**Problem statement**
Update the records below by changing every occurrence of "integer pixel coordinates" to "whole-number pixel coordinates" and leaving all other text as it stands.

**Given data**
= = =

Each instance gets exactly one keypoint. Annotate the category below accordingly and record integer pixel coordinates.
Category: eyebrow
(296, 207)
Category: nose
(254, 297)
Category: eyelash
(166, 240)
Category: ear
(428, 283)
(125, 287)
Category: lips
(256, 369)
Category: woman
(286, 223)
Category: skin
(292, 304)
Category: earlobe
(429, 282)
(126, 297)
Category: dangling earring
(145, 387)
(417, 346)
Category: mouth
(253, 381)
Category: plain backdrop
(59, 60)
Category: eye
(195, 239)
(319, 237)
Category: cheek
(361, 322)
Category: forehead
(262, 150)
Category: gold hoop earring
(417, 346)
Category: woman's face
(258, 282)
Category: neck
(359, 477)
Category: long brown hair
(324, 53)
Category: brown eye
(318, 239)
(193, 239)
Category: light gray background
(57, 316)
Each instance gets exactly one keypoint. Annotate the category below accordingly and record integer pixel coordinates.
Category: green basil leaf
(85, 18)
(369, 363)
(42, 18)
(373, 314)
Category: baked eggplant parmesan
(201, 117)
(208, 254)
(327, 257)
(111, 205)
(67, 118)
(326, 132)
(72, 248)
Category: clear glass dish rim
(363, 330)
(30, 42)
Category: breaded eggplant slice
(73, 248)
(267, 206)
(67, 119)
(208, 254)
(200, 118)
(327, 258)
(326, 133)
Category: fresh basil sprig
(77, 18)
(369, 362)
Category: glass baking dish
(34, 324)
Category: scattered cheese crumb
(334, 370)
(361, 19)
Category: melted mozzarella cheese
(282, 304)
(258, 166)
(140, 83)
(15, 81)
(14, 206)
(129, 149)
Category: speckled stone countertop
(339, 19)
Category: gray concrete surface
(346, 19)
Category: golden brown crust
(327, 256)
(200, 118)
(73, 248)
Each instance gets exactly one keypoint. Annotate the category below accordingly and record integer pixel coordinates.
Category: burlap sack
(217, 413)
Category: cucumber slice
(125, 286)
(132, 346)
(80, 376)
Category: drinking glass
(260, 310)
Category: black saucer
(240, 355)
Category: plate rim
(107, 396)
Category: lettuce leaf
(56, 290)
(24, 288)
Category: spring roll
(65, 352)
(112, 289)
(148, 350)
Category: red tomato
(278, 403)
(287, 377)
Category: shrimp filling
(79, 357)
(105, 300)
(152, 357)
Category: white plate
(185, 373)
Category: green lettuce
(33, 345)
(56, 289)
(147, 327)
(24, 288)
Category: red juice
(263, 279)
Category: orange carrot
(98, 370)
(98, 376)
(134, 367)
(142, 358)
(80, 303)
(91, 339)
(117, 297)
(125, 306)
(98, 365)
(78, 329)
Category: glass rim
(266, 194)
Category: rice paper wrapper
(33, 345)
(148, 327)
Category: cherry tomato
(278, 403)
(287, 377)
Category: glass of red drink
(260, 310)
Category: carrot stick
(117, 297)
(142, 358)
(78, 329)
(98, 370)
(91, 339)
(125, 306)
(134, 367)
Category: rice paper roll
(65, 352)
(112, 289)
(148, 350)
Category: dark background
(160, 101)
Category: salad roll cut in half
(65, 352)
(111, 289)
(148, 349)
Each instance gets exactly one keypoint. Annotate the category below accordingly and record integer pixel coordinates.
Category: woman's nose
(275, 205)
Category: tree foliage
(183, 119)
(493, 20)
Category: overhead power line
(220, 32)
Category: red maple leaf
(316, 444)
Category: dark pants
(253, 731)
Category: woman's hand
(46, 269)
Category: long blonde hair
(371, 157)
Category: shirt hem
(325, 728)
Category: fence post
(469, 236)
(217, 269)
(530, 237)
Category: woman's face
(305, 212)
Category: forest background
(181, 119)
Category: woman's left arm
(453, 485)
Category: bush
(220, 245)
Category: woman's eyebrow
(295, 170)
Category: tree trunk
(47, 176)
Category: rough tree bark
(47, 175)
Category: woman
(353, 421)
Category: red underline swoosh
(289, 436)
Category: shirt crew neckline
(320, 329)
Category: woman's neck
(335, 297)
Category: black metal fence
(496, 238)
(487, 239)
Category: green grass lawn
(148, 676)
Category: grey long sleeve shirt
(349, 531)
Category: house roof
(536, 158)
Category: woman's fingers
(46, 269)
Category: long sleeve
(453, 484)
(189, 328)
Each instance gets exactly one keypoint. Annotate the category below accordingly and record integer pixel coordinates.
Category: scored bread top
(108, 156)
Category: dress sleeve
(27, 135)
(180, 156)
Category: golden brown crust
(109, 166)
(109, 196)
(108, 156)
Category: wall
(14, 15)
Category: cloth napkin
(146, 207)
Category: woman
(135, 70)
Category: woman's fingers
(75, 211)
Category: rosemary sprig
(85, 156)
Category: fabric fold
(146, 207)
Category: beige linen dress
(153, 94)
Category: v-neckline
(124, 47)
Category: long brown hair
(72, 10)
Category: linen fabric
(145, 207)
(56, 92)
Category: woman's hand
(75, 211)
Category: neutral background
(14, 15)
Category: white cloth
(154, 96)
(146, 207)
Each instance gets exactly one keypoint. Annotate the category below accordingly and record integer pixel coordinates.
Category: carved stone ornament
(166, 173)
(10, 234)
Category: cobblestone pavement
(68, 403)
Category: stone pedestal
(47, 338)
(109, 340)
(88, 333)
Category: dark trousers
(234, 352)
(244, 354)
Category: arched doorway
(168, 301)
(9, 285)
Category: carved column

= = =

**Answer to this problem**
Each instance gets exactly one keypoint. Annotate the category below accordingly and record whole-number pixel coordinates.
Category: eyebrow
(296, 207)
Category: nose
(254, 297)
Category: eyelash
(166, 240)
Category: ear
(428, 283)
(125, 287)
Category: lips
(256, 369)
Category: woman
(286, 223)
Category: skin
(292, 304)
Category: earlobe
(429, 282)
(126, 297)
Category: dangling earring
(145, 387)
(417, 346)
Category: mouth
(253, 381)
Category: plain backdrop
(59, 60)
Category: eye
(195, 239)
(319, 237)
Category: cheek
(361, 322)
Category: forehead
(262, 150)
Category: gold hoop earring
(417, 346)
Category: woman's face
(258, 282)
Category: neck
(359, 477)
Category: long brown hair
(324, 53)
Category: brown eye
(318, 239)
(193, 239)
Category: light gray background
(57, 316)
Each instance gets exactly one keypoint. Annotate the category below accordingly and record whole-number pixel coordinates.
Category: green basil leaf
(85, 18)
(369, 363)
(42, 18)
(373, 314)
Category: baked eggplant parmesan
(201, 117)
(208, 254)
(327, 257)
(111, 205)
(67, 118)
(326, 132)
(72, 248)
Category: clear glass dish rim
(363, 330)
(30, 42)
Category: breaded eggplant slice
(73, 248)
(267, 206)
(67, 119)
(208, 254)
(200, 118)
(327, 258)
(326, 133)
Category: fresh basil sprig
(77, 18)
(369, 362)
Category: glass baking dish
(34, 324)
Category: scattered cheese crumb
(334, 370)
(361, 19)
Category: melted mozzarella cheese
(282, 304)
(258, 166)
(140, 83)
(15, 81)
(14, 206)
(129, 149)
Category: speckled stone countertop
(339, 19)
Category: gray concrete surface
(346, 19)
Category: golden brown crust
(327, 256)
(200, 118)
(73, 248)
Each instance gets exactly one keypoint. Annotate the category below accordingly and record whole-number pixel coordinates.
Category: burlap sack
(217, 413)
Category: cucumber slice
(125, 286)
(132, 346)
(80, 376)
Category: drinking glass
(260, 310)
Category: black saucer
(240, 355)
Category: plate rim
(107, 396)
Category: lettuce leaf
(56, 290)
(24, 288)
Category: spring roll
(65, 352)
(112, 289)
(148, 350)
Category: red tomato
(278, 403)
(287, 377)
Category: shrimp filling
(79, 357)
(105, 300)
(152, 357)
Category: white plate
(185, 373)
Category: green lettuce
(33, 345)
(56, 289)
(147, 327)
(24, 288)
Category: red juice
(263, 279)
Category: orange carrot
(98, 370)
(98, 376)
(134, 367)
(142, 358)
(80, 303)
(91, 339)
(117, 297)
(125, 306)
(98, 365)
(78, 329)
Category: glass rim
(266, 194)
Category: rice paper wrapper
(33, 345)
(148, 327)
Category: cherry tomato
(278, 403)
(287, 377)
Category: glass of red drink
(260, 310)
Category: carrot stick
(117, 297)
(142, 358)
(78, 329)
(98, 370)
(91, 339)
(125, 306)
(134, 367)
Category: rice paper roll
(65, 352)
(112, 289)
(148, 350)
Category: dark background
(160, 101)
Category: salad roll cut in half
(65, 352)
(111, 289)
(148, 349)
Each instance gets exactly one keypoint. Annotate the category below accordingly and record whole-number pixel coordinates.
Category: woman's nose
(275, 205)
Category: tree foliage
(183, 119)
(493, 20)
Category: overhead power line
(220, 32)
Category: red maple leaf
(316, 444)
Category: dark pants
(253, 731)
Category: woman's hand
(46, 269)
Category: long blonde hair
(371, 157)
Category: shirt hem
(325, 728)
Category: fence post
(469, 236)
(217, 269)
(530, 237)
Category: woman's face
(305, 212)
Category: forest background
(181, 119)
Category: woman's left arm
(453, 485)
Category: bush
(220, 245)
Category: woman's eyebrow
(295, 170)
Category: tree trunk
(47, 176)
Category: rough tree bark
(47, 175)
Category: woman
(353, 421)
Category: red underline swoosh
(289, 436)
Category: shirt crew neckline
(320, 329)
Category: woman's neck
(335, 297)
Category: black metal fence
(496, 238)
(487, 239)
Category: green grass lawn
(148, 676)
Category: grey long sleeve shirt
(349, 531)
Category: house roof
(536, 158)
Category: woman's fingers
(46, 269)
Category: long sleeve
(453, 484)
(189, 328)
Each instance gets exactly one keypoint. Annotate the category below accordingly and record whole-number pixel coordinates.
Category: scored bread top
(108, 156)
Category: dress sleeve
(27, 135)
(180, 156)
Category: golden brown crust
(109, 166)
(109, 196)
(108, 156)
Category: wall
(14, 15)
Category: cloth napkin
(146, 207)
Category: woman
(135, 70)
Category: woman's fingers
(75, 211)
Category: rosemary sprig
(85, 156)
Category: fabric fold
(146, 207)
Category: beige linen dress
(153, 94)
Category: v-neckline
(124, 47)
Category: long brown hair
(72, 10)
Category: linen fabric
(145, 207)
(56, 92)
Category: woman's hand
(75, 211)
Category: neutral background
(14, 15)
Category: white cloth
(154, 96)
(146, 207)
Each instance gets exactly one keypoint. Annotate the category below accordingly and record whole-number pixel coordinates.
Category: carved stone ornament
(166, 173)
(10, 234)
Category: cobblestone pavement
(68, 403)
Category: stone pedestal
(47, 338)
(109, 340)
(88, 333)
Category: dark trousers
(234, 352)
(244, 354)
Category: arched doorway
(168, 301)
(9, 285)
Category: carved column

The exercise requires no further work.